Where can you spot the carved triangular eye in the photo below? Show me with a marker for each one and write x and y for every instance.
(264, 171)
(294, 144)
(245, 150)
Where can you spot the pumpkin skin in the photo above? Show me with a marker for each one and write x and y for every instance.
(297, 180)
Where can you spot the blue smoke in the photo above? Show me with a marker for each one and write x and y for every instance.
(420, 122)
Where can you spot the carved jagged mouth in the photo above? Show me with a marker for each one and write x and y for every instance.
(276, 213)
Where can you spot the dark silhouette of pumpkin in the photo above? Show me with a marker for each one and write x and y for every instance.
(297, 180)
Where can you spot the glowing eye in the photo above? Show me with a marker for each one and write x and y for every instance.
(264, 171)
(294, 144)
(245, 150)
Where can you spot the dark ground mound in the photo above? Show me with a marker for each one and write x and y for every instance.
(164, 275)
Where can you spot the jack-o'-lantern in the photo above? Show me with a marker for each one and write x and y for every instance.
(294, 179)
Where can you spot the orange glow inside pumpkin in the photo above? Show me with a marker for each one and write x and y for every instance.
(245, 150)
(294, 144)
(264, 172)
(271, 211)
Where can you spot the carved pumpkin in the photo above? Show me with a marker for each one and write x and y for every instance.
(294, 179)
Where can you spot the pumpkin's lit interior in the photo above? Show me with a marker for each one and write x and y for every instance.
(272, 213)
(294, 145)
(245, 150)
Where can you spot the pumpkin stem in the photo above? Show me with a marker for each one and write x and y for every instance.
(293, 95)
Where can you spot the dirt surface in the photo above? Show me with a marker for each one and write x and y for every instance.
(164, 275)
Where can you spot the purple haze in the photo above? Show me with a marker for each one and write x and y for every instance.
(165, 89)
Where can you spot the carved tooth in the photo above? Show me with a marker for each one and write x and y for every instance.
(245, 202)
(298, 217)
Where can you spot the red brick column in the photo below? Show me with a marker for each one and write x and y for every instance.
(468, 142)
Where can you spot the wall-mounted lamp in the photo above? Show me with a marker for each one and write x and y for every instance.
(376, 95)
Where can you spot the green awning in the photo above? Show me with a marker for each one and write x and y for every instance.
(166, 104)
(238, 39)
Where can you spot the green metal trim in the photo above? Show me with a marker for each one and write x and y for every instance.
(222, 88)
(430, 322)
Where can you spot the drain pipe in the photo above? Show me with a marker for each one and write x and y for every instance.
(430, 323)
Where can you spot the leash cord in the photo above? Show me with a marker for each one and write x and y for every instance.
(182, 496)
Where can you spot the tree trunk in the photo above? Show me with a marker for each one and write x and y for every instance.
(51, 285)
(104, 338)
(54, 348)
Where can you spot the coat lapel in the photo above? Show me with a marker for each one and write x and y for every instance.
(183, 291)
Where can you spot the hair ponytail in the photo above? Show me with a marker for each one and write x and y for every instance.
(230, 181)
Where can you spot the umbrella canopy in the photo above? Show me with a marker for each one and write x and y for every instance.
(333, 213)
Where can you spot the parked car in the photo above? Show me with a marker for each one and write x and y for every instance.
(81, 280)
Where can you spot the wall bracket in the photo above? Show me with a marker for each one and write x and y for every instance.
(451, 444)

WHAT THE EXERCISE ASKS: Each record must be restated word for word, including the last line.

RESULT:
Where can you spot the carved triangular eye in the photo below? Show me with a marker for each one and write x and y for every instance.
(264, 171)
(294, 144)
(245, 150)
Where can you spot the pumpkin skin in the photo above? Show me with a marker for each one and write x and y for every instance.
(297, 180)
Where can you spot the blue smoke in the photo above? Show me with a marker for each one and write x and y for every instance.
(420, 122)
Where can you spot the carved jagged mouth in the photo above? Show me with a marker for each one and write x and y for every instance.
(276, 213)
Where can you spot the dark silhouette of pumpkin in the photo above? Show me with a marker for each one and write x and y for every instance.
(297, 180)
Where can you spot the glowing eye in the photo above? Show me with a marker for each one and write x and y for every instance.
(264, 171)
(294, 144)
(245, 150)
Where can you spot the dark ground mound in the photo above? Show me with a marker for each one and write x and y for every instance.
(164, 275)
Where can you spot the jack-o'-lantern in the photo above? Show me with a marker for each one and write x and y for every instance.
(294, 179)
Where can you spot the orange glow inside pumpkin in the photo above? Show me with a marker for each one and write x and y for every instance.
(245, 150)
(294, 144)
(264, 172)
(271, 211)
Where can you spot the carved pumpkin in the photo above? Show me with a marker for each one and write x and y for every instance.
(294, 179)
Where can you spot the pumpkin's lit interior in the photo above? Show me with a marker for each one and write x and y for every instance.
(272, 213)
(294, 145)
(245, 150)
Where can you spot the pumpkin stem in the photo above? Show me with a marker for each one and write x and y for every instance.
(293, 95)
Where can you spot the dirt surface in the photo above? Show me with a marker for each one and write x and y for every instance.
(164, 275)
Where can you spot the purple haze in the photo above? Show me with a marker for each one and write x and y for every instance.
(165, 89)
Where can you spot the carved tooth in the photo above? Show me with a marker for each one and write x and y for every instance.
(245, 202)
(298, 217)
Where can you spot the red brick column in the photo below? Show me with a marker for each one and write x and y for every instance.
(468, 142)
Where can you spot the wall-mounted lamp in the photo above? Show me with a marker for each one and write x and y for every instance.
(376, 95)
Where can you spot the green awning in the photo above? Show me with a marker for each one and write x and y for every instance.
(166, 104)
(238, 39)
Where can you spot the green metal trim in the photo above? Show me with a marker for each one and write x and y for every instance.
(222, 88)
(430, 322)
Where can you spot the drain pipe in the photo above? Show me with a marker for each one and write x and y for every instance.
(430, 323)
Where can you spot the leash cord in the photo above? Show me with a marker for each one and write x and y for every instance.
(182, 496)
Where can you spot the tree trunk in the photo above? Show me with a marker for each one and write x and y for every instance.
(51, 285)
(104, 338)
(54, 348)
Where can you spot the coat lapel in the photo above? Show me with a marker for each one and write x and y for every instance.
(183, 291)
Where can you spot the hair ponytail in the photo above? Show me with a marker for each one and write x and y for every instance.
(230, 181)
Where can you spot the umbrella canopy in the photo above? Show me with a marker for each one and write x and y for every instance.
(333, 213)
Where can you spot the parked car in the photo above? Show me with a marker for each one and write x and y for every instance.
(81, 280)
Where can you spot the wall bracket in the photo above? Show me with a marker for each one and write x and y for every instance.
(451, 444)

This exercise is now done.